** Opening Input records block **
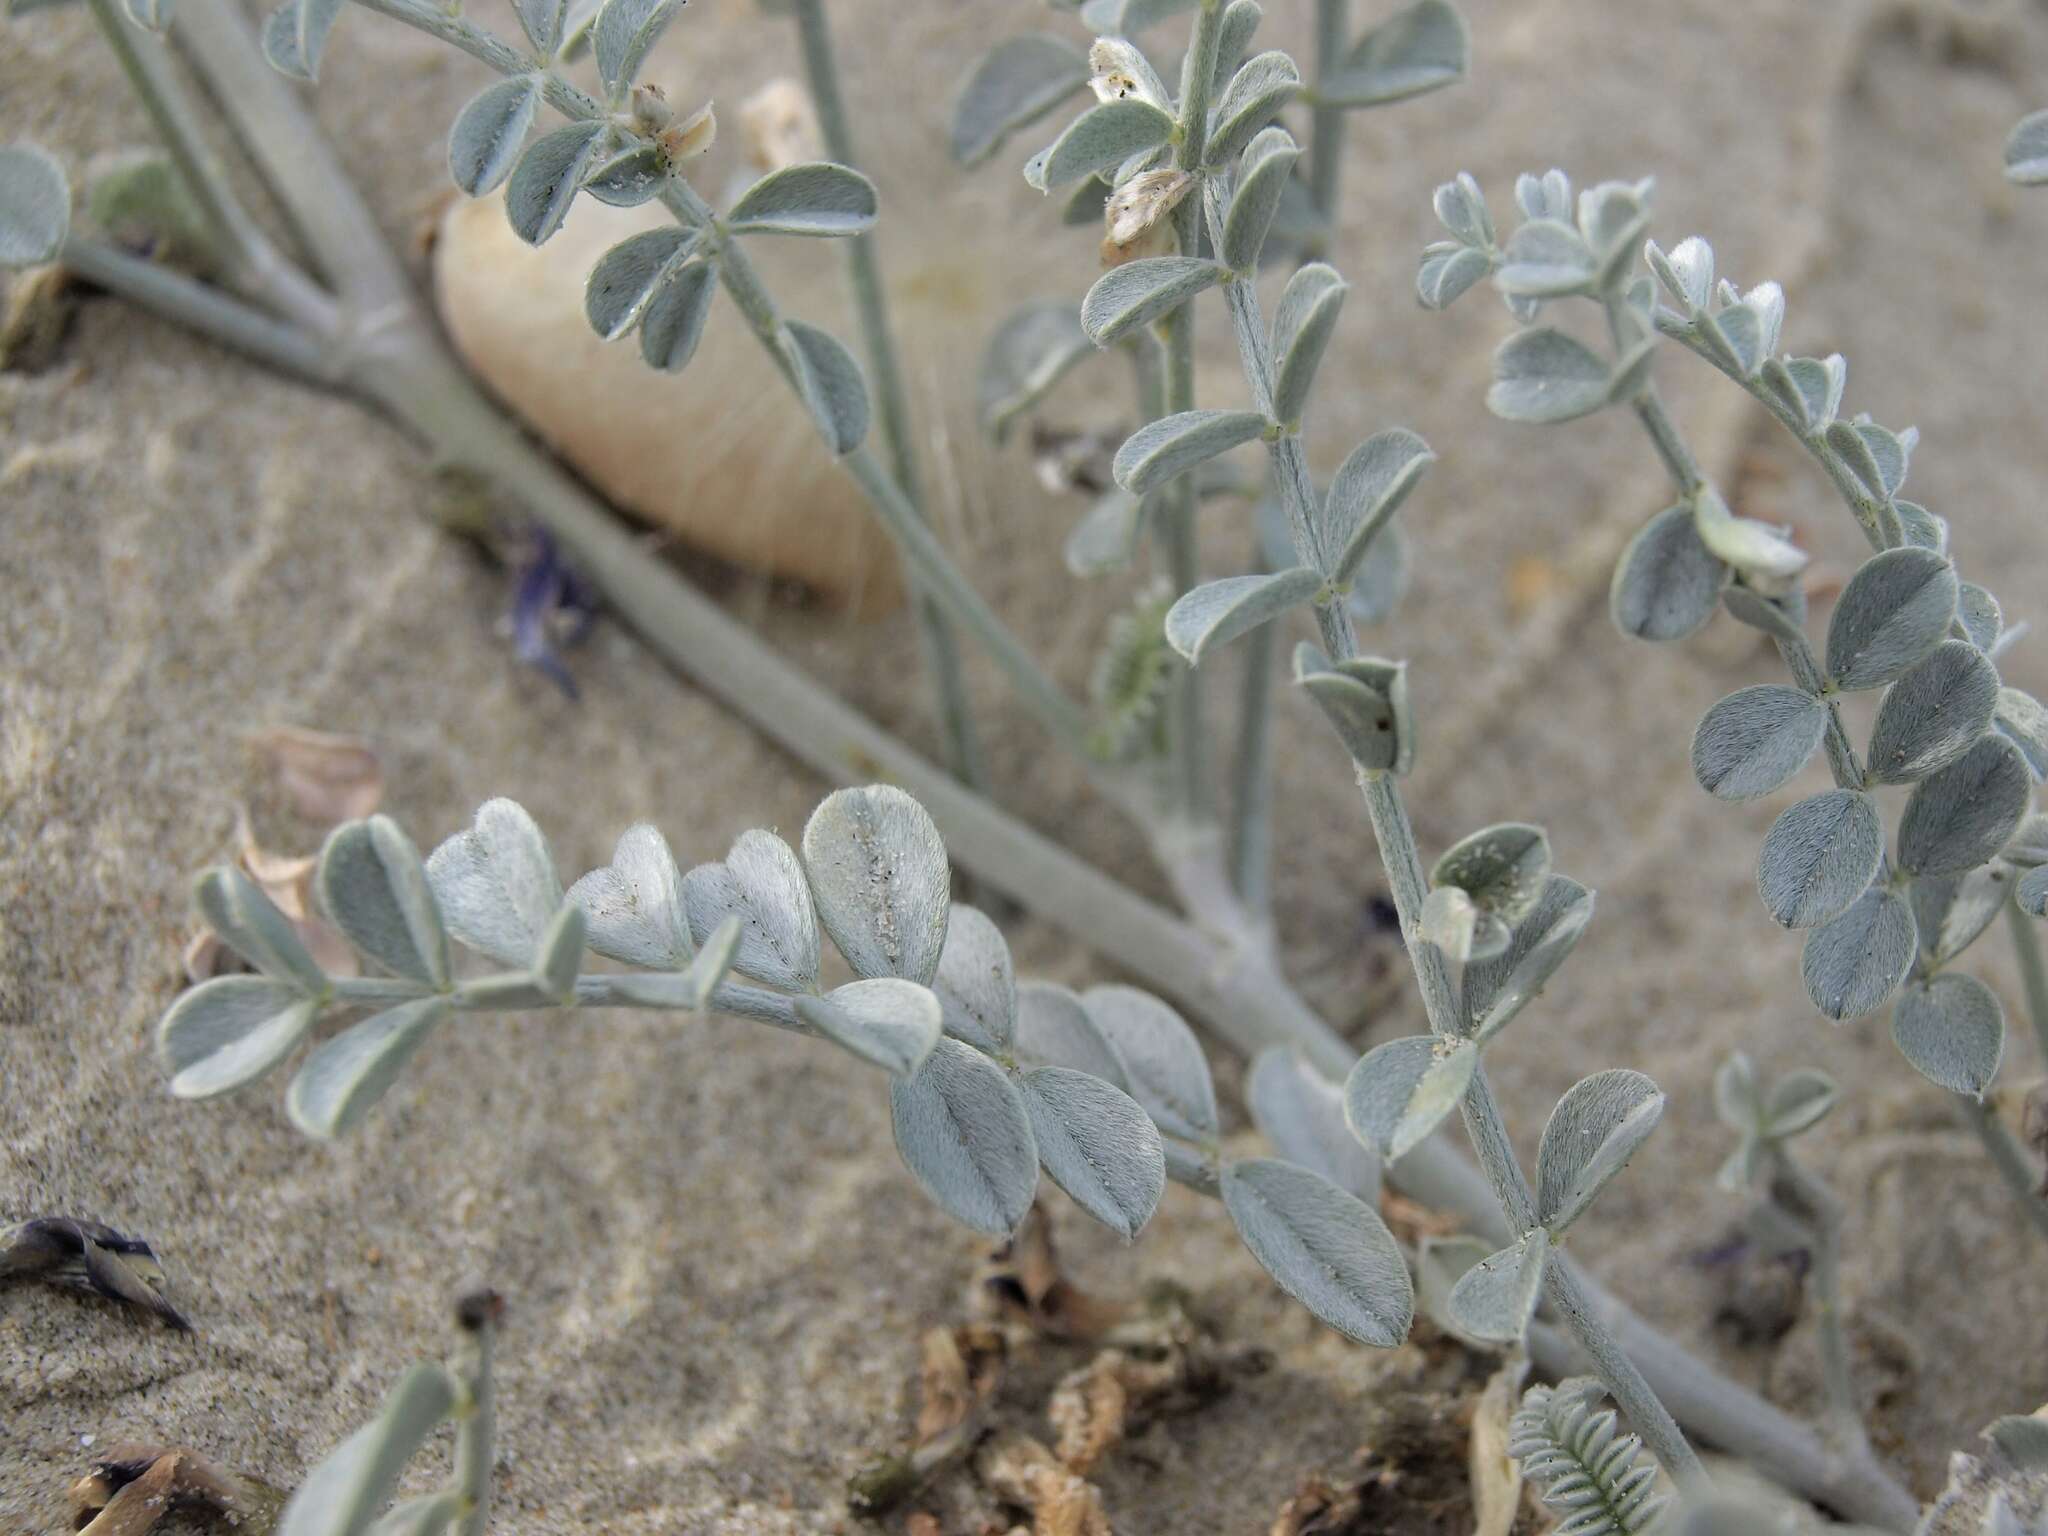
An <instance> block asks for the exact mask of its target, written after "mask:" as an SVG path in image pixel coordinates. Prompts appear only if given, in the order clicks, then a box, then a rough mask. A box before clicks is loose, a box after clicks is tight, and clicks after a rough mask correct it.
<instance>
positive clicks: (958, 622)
mask: <svg viewBox="0 0 2048 1536" xmlns="http://www.w3.org/2000/svg"><path fill="white" fill-rule="evenodd" d="M360 4H362V6H365V8H369V10H375V12H379V14H385V16H391V18H393V20H401V23H406V25H408V27H414V29H418V31H424V33H428V35H432V37H438V39H442V41H444V43H451V45H453V47H459V49H463V51H465V53H469V55H471V57H475V59H481V61H483V63H487V66H492V68H494V70H498V72H500V74H514V76H516V74H530V72H532V70H535V59H530V57H526V55H524V53H520V51H518V49H514V47H512V45H510V43H506V41H502V39H498V37H494V35H492V33H487V31H483V29H481V27H477V25H475V23H471V20H467V18H465V16H459V14H451V12H442V10H432V8H428V6H424V4H418V0H360ZM543 94H545V98H547V100H549V104H551V106H555V111H559V113H561V115H563V117H569V119H575V121H598V119H608V117H610V115H608V113H606V111H604V106H602V104H600V102H598V100H596V98H592V96H588V94H586V92H582V90H578V88H575V86H573V84H569V82H567V80H563V78H561V76H559V74H555V72H547V74H545V78H543ZM662 203H664V207H668V209H670V213H674V215H676V217H678V219H680V221H682V223H686V225H690V227H694V229H702V231H705V238H707V242H709V252H711V254H713V256H715V260H717V262H719V281H721V283H723V287H725V291H727V293H729V295H731V299H733V303H735V305H737V307H739V311H741V313H743V315H745V319H748V324H750V328H752V330H754V336H756V340H758V342H760V344H762V348H764V350H766V352H768V356H770V358H772V360H774V365H776V369H778V371H780V373H782V377H784V379H786V381H791V383H793V385H795V379H793V375H791V365H788V356H786V354H784V350H782V315H780V311H778V307H776V303H774V297H772V295H770V293H768V289H766V287H764V285H762V281H760V276H758V274H756V272H754V264H752V262H750V260H748V256H745V252H743V248H741V242H737V240H733V238H731V236H729V233H727V231H725V229H723V225H721V221H719V217H717V213H713V209H711V205H709V203H705V199H702V197H700V195H698V193H696V188H694V186H690V184H688V182H686V180H682V178H680V176H678V178H670V182H668V186H666V190H664V195H662ZM840 465H842V467H844V469H846V471H848V475H852V479H854V483H856V485H860V489H862V492H864V494H866V498H868V506H870V508H874V512H877V516H879V518H881V520H883V526H887V528H889V532H891V535H893V537H895V541H897V549H901V551H903V557H905V561H907V563H909V567H911V573H913V575H915V580H918V582H922V584H924V590H926V592H928V594H930V596H932V598H934V600H936V602H940V604H942V606H944V608H946V614H948V616H950V618H952V621H954V623H958V625H961V627H963V629H967V631H969V633H973V635H975V639H977V641H981V643H983V647H985V649H987V651H989V657H991V659H993V662H995V666H997V668H999V670H1001V672H1004V676H1006V678H1008V680H1010V684H1012V686H1014V688H1016V692H1018V698H1020V702H1022V705H1024V707H1026V709H1028V711H1030V713H1032V715H1034V717H1036V719H1038V723H1040V725H1044V727H1047V731H1051V733H1053V737H1055V739H1057V741H1059V743H1061V745H1065V748H1067V750H1069V752H1073V754H1075V756H1079V758H1081V760H1083V762H1085V760H1087V717H1085V713H1083V711H1081V709H1079V707H1077V705H1075V702H1073V700H1071V698H1069V696H1067V692H1065V690H1063V688H1061V686H1059V684H1057V682H1053V678H1049V676H1047V672H1044V668H1040V666H1038V662H1036V657H1034V655H1032V653H1030V651H1028V649H1024V645H1022V643H1020V641H1018V639H1016V635H1012V633H1010V629H1008V627H1006V625H1004V623H1001V618H999V616H997V614H995V610H993V608H989V606H987V602H985V600H983V598H981V594H979V592H975V586H973V582H969V580H967V575H965V573H963V571H961V567H958V565H956V563H954V561H952V557H950V555H948V553H946V549H944V545H940V543H938V539H936V537H934V535H932V530H930V526H926V522H924V518H920V516H918V510H915V508H913V506H911V504H909V500H907V498H905V494H903V487H901V485H899V483H897V481H895V479H893V477H891V475H889V473H887V471H885V469H883V465H881V463H879V461H877V459H874V455H872V453H870V451H866V449H856V451H854V453H850V455H844V457H842V459H840Z"/></svg>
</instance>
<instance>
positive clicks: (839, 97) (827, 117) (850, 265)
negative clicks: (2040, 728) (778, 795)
mask: <svg viewBox="0 0 2048 1536" xmlns="http://www.w3.org/2000/svg"><path fill="white" fill-rule="evenodd" d="M100 2H102V4H104V2H106V0H100ZM797 31H799V35H801V39H803V68H805V76H807V80H809V84H811V102H813V104H815V106H817V125H819V131H821V133H823V137H825V154H827V156H829V158H831V160H838V162H840V164H842V166H854V168H856V170H858V166H860V162H858V158H856V156H854V129H852V121H850V119H848V113H846V100H844V96H842V92H840V63H838V55H836V51H834V47H831V27H829V25H827V20H825V8H823V4H821V0H797ZM844 244H846V274H848V281H850V285H852V291H854V311H856V313H858V319H860V338H862V350H864V352H866V358H868V375H870V381H872V385H874V414H877V418H879V420H881V428H883V438H885V440H887V442H889V465H891V469H893V471H895V481H897V485H899V487H901V489H903V498H905V500H907V502H909V504H911V508H913V510H915V512H918V514H920V516H922V518H924V520H926V522H930V518H932V514H930V508H926V504H924V477H922V475H920V471H918V446H915V440H913V436H911V414H909V397H907V391H905V389H903V369H901V365H899V362H897V342H895V330H893V328H891V324H889V299H887V293H885V289H883V272H881V262H879V256H877V246H874V236H872V233H862V236H854V238H852V240H848V242H844ZM911 592H913V598H911V600H913V604H915V614H918V643H920V645H922V647H924V664H926V670H928V672H930V676H932V688H934V694H936V705H938V725H940V733H942V735H944V741H946V762H948V764H950V768H952V772H954V774H958V776H961V780H963V782H967V784H973V786H975V788H985V786H987V764H985V762H983V760H981V741H979V737H977V733H975V715H973V709H971V707H969V700H967V674H965V672H963V668H961V647H958V645H956V641H954V635H952V627H950V625H948V623H946V616H944V612H942V610H940V606H938V602H936V600H934V598H932V596H930V594H928V592H924V588H922V582H915V580H913V582H911Z"/></svg>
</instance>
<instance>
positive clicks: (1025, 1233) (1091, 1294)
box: [973, 1204, 1126, 1339]
mask: <svg viewBox="0 0 2048 1536" xmlns="http://www.w3.org/2000/svg"><path fill="white" fill-rule="evenodd" d="M973 1303H975V1311H977V1313H979V1315H983V1317H989V1319H991V1321H995V1323H1006V1325H1014V1327H1022V1329H1024V1331H1026V1333H1030V1335H1036V1337H1047V1339H1100V1337H1102V1335H1104V1333H1108V1331H1110V1329H1112V1327H1114V1325H1116V1323H1118V1321H1120V1319H1122V1317H1124V1313H1126V1309H1124V1307H1122V1305H1118V1303H1110V1300H1104V1298H1100V1296H1092V1294H1087V1292H1085V1290H1081V1288H1079V1286H1075V1284H1073V1282H1071V1280H1067V1276H1065V1274H1061V1270H1059V1249H1055V1247H1053V1223H1051V1221H1049V1219H1047V1214H1044V1206H1042V1204H1034V1206H1032V1208H1030V1214H1028V1217H1026V1219H1024V1225H1022V1227H1018V1235H1016V1237H1012V1239H1010V1241H1008V1243H1004V1245H999V1247H997V1249H993V1251H991V1253H989V1257H987V1262H985V1264H983V1266H981V1274H979V1276H977V1278H975V1294H973Z"/></svg>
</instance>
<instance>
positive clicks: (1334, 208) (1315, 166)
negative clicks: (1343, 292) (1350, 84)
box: [1309, 0, 1352, 256]
mask: <svg viewBox="0 0 2048 1536" xmlns="http://www.w3.org/2000/svg"><path fill="white" fill-rule="evenodd" d="M1350 35H1352V0H1315V86H1317V100H1315V104H1313V106H1311V109H1309V201H1311V203H1313V205H1315V211H1317V213H1321V215H1323V238H1325V246H1327V242H1329V238H1333V236H1335V231H1337V184H1339V178H1341V174H1343V129H1346V111H1343V109H1341V106H1331V104H1329V102H1325V100H1323V98H1321V88H1323V82H1325V80H1329V76H1331V74H1335V70H1337V66H1339V63H1341V59H1343V51H1346V47H1350ZM1315 254H1317V256H1321V254H1323V252H1321V250H1317V252H1315Z"/></svg>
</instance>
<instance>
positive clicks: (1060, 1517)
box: [975, 1432, 1110, 1536]
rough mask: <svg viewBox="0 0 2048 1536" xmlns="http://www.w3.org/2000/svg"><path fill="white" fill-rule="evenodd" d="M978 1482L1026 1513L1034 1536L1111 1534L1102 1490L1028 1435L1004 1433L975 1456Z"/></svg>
mask: <svg viewBox="0 0 2048 1536" xmlns="http://www.w3.org/2000/svg"><path fill="white" fill-rule="evenodd" d="M975 1470H977V1473H979V1475H981V1481H983V1483H987V1485H989V1489H993V1491H995V1495H997V1497H1001V1499H1004V1501H1006V1503H1014V1505H1016V1507H1020V1509H1024V1511H1026V1513H1028V1516H1030V1530H1032V1536H1110V1518H1108V1513H1104V1509H1102V1493H1100V1491H1098V1489H1096V1487H1094V1483H1090V1481H1087V1479H1085V1477H1081V1475H1079V1473H1075V1470H1071V1468H1067V1466H1065V1464H1061V1460H1059V1458H1057V1456H1053V1452H1051V1450H1047V1448H1044V1446H1042V1444H1038V1442H1036V1440H1032V1438H1030V1436H1026V1434H1016V1432H1006V1434H999V1436H995V1438H993V1440H989V1444H987V1446H983V1448H981V1454H979V1456H975Z"/></svg>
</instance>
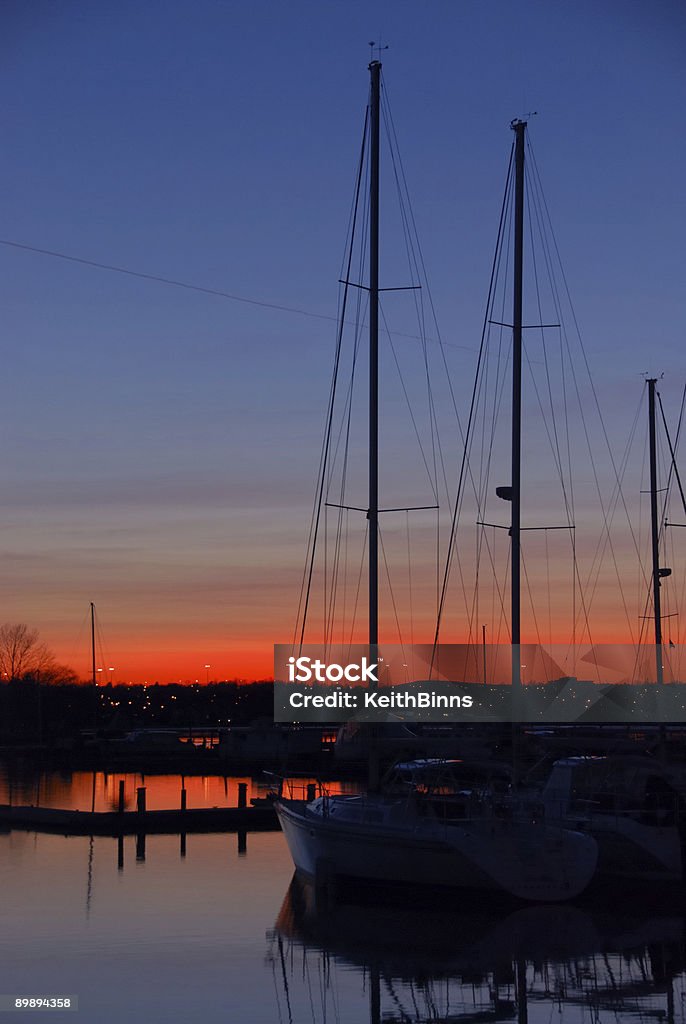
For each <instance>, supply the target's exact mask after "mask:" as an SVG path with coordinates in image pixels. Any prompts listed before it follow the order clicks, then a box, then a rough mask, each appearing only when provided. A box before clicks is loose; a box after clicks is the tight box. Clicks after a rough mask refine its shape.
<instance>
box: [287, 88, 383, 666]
mask: <svg viewBox="0 0 686 1024" xmlns="http://www.w3.org/2000/svg"><path fill="white" fill-rule="evenodd" d="M368 130H369V108H368V110H367V111H366V113H365V128H363V131H362V143H361V147H360V153H359V161H358V167H357V180H356V184H355V193H354V195H355V199H354V203H353V214H352V218H353V223H354V222H355V221H356V218H357V211H358V205H359V191H360V186H361V180H362V168H363V164H365V151H366V143H367V135H368ZM350 233H351V234H353V233H354V232H353V231H351V232H350ZM352 252H353V250H352V245H350V247H349V252H348V260H347V271H348V272H347V273H346V279H345V280H346V282H347V281H349V272H350V266H351V263H352ZM348 290H349V285H347V284H346V285H345V286H344V291H343V297H342V312H341V316H340V319H339V327H338V331H337V338H336V353H335V358H334V371H333V375H332V381H331V387H330V392H329V409H328V414H327V428H326V431H325V437H324V440H323V444H321V452H320V455H319V470H318V481H317V486H316V493H315V499H314V507H313V509H312V516H311V519H310V528H309V537H308V541H307V552H308V557H309V565H308V564H307V562H306V564H305V569H304V570H303V580H302V584H301V587H300V598H299V601H298V611H297V615H296V624H295V632H294V638H293V643H294V646H295V643H296V638H297V635H298V622H299V621H300V618H301V614H302V626H301V630H300V642H299V648H302V644H303V643H304V637H305V627H306V623H307V611H308V608H309V600H310V594H311V588H312V575H313V572H314V554H315V548H316V539H317V535H318V528H319V521H320V516H321V504H323V502H321V499H323V495H324V487H325V480H326V467H327V460H328V457H329V450H330V444H331V432H332V427H333V414H334V403H335V400H336V385H337V382H338V372H339V367H340V359H341V348H342V343H343V324H344V321H345V308H346V305H347V298H348Z"/></svg>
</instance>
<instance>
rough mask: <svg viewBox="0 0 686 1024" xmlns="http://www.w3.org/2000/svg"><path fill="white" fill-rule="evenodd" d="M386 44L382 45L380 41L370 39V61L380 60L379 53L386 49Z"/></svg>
mask: <svg viewBox="0 0 686 1024" xmlns="http://www.w3.org/2000/svg"><path fill="white" fill-rule="evenodd" d="M375 48H376V51H377V55H376V57H375V56H374V50H375ZM387 49H388V46H382V45H381V43H380V42H379V43H377V42H376V41H375V40H374V39H371V40H370V57H371V62H372V63H374V61H375V60H381V54H382V52H383V51H384V50H387Z"/></svg>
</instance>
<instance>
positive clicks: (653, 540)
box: [648, 377, 669, 683]
mask: <svg viewBox="0 0 686 1024" xmlns="http://www.w3.org/2000/svg"><path fill="white" fill-rule="evenodd" d="M656 383H657V379H656V378H654V377H651V378H650V379H649V380H648V426H649V447H650V534H651V539H652V607H653V613H654V617H655V665H656V669H657V682H658V683H662V682H663V681H664V680H663V676H662V621H661V611H660V602H659V578H660V575H662V570H660V567H659V543H658V542H659V522H658V519H657V445H656V443H655V384H656ZM663 574H664V575H668V574H669V569H668V570H666V571H664V573H663Z"/></svg>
** Closing Input records block **
Return each line of the records above in which the word "image" occurs.

(Solution to the exercise):
An <instance> block asks for the exact mask of its target, written after "mask:" as an SVG path in image pixel coordinates. Prompts appear only if given, in the order clicks, then a box, then a rough mask. A box before clicks is loose, a box after clicks is tight, and clicks after a rough mask correct it.
For each <instance>, supply the target's exact mask after "mask:" as an SVG path with coordinates in image pixels. Any prompts listed before it follow the order clicks, then a box, then a rough mask, each appearing only when provided. A box before clicks is loose; a box after clicks is the tight box. Clicks after a rough mask refine its shape.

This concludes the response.